• _WHAT YOU ARE ASKED TO DO_
Every line of the entries with the word "below" in it should be shown.
━━━ SUPPLIED RECORDS
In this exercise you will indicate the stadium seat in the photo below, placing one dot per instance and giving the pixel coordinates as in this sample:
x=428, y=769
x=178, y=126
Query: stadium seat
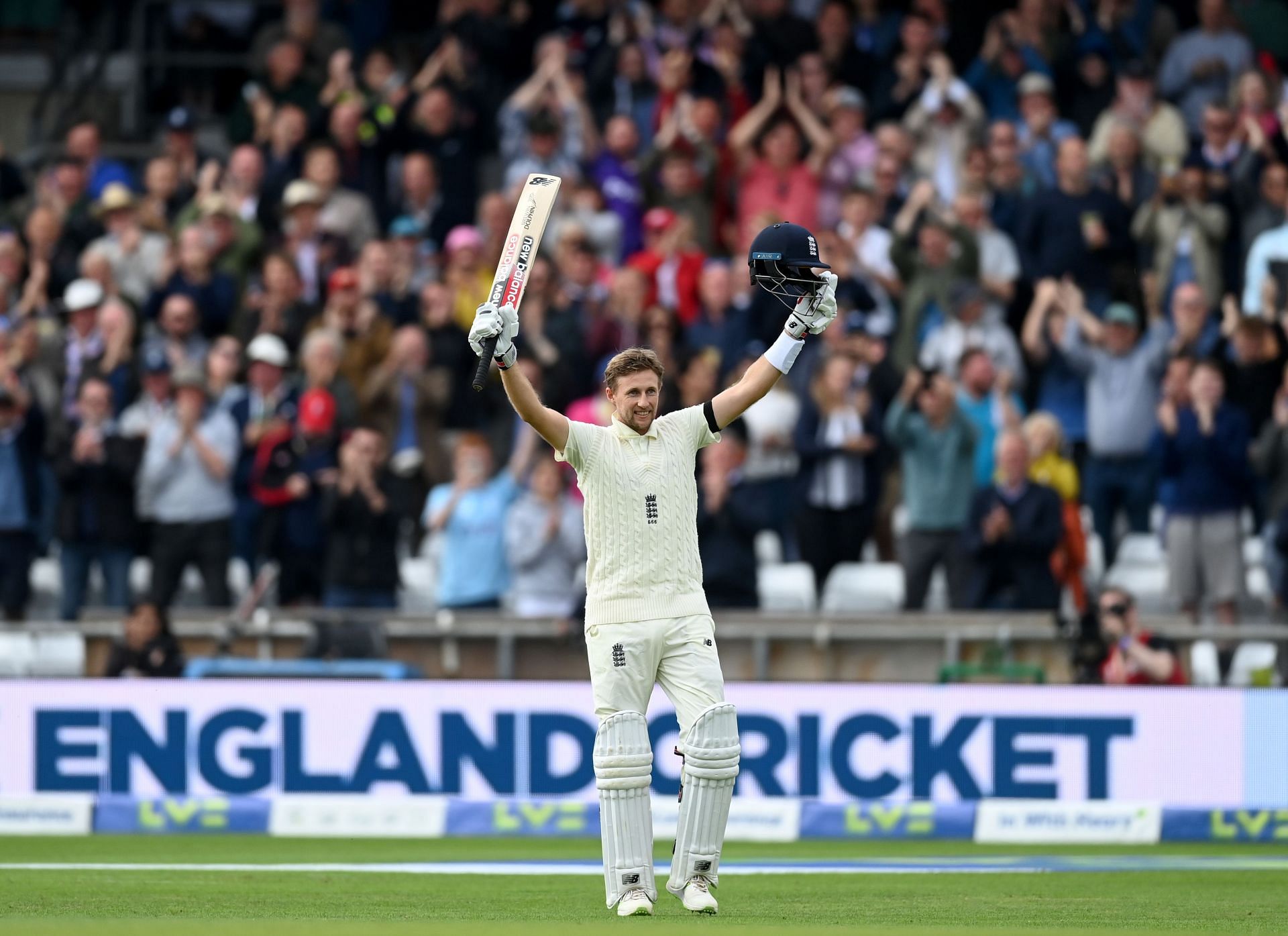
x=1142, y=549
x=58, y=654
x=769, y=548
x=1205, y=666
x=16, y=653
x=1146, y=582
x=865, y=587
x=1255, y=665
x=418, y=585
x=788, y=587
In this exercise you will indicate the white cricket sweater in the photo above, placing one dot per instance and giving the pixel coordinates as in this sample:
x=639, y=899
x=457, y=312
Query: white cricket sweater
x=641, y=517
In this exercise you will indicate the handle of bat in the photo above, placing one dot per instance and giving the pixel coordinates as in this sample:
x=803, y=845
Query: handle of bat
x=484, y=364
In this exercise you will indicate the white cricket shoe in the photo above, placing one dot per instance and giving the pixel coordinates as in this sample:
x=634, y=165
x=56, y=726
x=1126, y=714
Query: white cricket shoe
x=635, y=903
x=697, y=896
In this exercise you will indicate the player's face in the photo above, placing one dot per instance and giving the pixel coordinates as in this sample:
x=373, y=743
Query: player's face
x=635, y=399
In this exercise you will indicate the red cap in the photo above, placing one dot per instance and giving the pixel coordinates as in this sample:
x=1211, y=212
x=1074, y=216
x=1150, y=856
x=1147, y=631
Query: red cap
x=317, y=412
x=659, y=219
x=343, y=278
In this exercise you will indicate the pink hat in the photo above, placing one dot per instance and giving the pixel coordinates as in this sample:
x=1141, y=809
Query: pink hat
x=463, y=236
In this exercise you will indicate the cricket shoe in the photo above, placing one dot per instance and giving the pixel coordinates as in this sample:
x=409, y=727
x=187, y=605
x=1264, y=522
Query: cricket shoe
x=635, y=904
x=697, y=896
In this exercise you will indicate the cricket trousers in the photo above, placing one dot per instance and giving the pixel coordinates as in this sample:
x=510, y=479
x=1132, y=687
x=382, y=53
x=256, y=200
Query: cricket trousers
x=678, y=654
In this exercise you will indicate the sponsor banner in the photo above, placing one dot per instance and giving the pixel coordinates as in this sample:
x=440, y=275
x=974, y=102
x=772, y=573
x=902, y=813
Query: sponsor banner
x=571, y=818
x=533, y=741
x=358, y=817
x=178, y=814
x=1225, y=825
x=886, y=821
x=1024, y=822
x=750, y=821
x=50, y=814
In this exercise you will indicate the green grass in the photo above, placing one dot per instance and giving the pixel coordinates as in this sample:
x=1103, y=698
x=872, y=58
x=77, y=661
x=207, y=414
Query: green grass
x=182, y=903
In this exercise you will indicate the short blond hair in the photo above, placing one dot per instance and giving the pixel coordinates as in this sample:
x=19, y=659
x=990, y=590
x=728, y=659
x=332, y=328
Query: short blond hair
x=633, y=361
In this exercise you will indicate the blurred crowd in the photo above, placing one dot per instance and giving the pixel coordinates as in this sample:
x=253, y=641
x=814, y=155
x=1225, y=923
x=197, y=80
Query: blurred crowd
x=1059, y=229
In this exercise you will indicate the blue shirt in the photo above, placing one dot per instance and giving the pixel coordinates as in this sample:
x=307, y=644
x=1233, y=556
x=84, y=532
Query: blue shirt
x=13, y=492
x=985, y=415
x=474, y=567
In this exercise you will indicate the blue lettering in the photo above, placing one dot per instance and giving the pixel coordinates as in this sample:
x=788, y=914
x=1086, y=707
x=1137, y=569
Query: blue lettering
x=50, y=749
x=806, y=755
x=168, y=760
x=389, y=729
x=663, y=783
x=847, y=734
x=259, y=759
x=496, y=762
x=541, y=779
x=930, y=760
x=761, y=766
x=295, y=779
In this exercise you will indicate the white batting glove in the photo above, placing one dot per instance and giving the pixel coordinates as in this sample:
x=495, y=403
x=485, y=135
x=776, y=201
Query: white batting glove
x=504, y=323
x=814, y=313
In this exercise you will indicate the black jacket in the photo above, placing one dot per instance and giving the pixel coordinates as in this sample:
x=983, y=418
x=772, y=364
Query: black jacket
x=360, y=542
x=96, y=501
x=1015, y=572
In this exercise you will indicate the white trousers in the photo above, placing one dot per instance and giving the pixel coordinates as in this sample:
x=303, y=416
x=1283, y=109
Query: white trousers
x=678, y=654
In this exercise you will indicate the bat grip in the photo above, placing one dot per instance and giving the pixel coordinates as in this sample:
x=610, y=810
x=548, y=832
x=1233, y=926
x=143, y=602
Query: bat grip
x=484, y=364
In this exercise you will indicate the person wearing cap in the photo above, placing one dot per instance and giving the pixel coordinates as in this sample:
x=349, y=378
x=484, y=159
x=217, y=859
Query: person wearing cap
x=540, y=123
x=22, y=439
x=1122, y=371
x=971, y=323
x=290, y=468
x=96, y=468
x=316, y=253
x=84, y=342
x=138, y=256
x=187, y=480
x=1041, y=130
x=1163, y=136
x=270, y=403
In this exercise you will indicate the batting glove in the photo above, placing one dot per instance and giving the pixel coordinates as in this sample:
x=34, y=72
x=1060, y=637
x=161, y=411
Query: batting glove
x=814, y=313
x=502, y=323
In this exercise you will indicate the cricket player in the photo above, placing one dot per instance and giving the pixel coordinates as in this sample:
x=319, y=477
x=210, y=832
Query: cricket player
━━━━━━
━━━ SUPPLIED RECORDS
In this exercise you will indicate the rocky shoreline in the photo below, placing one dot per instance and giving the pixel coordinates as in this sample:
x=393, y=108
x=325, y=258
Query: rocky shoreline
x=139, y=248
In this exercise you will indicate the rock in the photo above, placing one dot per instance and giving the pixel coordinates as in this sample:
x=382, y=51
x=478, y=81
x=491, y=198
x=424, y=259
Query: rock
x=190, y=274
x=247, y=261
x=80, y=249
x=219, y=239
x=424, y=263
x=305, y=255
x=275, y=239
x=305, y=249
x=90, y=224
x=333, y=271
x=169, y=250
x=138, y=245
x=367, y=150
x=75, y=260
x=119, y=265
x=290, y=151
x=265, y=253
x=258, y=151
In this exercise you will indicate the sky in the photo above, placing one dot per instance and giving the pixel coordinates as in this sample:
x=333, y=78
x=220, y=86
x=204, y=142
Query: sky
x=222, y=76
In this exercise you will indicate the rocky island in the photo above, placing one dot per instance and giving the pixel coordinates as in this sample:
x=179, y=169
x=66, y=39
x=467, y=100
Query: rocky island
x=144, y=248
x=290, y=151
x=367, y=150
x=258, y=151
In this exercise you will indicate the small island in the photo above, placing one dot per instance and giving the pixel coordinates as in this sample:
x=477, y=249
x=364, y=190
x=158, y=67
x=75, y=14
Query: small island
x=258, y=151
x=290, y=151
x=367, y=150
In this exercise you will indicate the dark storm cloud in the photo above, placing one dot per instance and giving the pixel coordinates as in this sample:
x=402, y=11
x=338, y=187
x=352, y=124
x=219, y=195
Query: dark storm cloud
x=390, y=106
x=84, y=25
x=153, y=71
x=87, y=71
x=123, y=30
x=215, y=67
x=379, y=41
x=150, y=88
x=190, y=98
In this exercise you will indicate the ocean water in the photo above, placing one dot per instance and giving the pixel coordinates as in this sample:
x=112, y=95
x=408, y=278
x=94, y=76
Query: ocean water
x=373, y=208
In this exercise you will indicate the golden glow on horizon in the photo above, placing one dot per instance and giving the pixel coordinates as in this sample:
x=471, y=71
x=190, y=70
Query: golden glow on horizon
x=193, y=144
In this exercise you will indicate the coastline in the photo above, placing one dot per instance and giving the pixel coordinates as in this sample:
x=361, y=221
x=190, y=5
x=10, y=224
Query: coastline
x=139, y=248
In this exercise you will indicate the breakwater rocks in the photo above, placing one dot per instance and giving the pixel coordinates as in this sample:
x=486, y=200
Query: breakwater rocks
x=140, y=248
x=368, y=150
━━━━━━
• _EXERCISE OUTPUT_
In this exercise you will indicate the stadium seat in the photo below, placing one dot per instance and giving the pixel coordinates as in this sample:
In this exercise you will indicate the rocky shoreline in the photo below, placing one dot per instance and giving the pixel coordinates as in this sample:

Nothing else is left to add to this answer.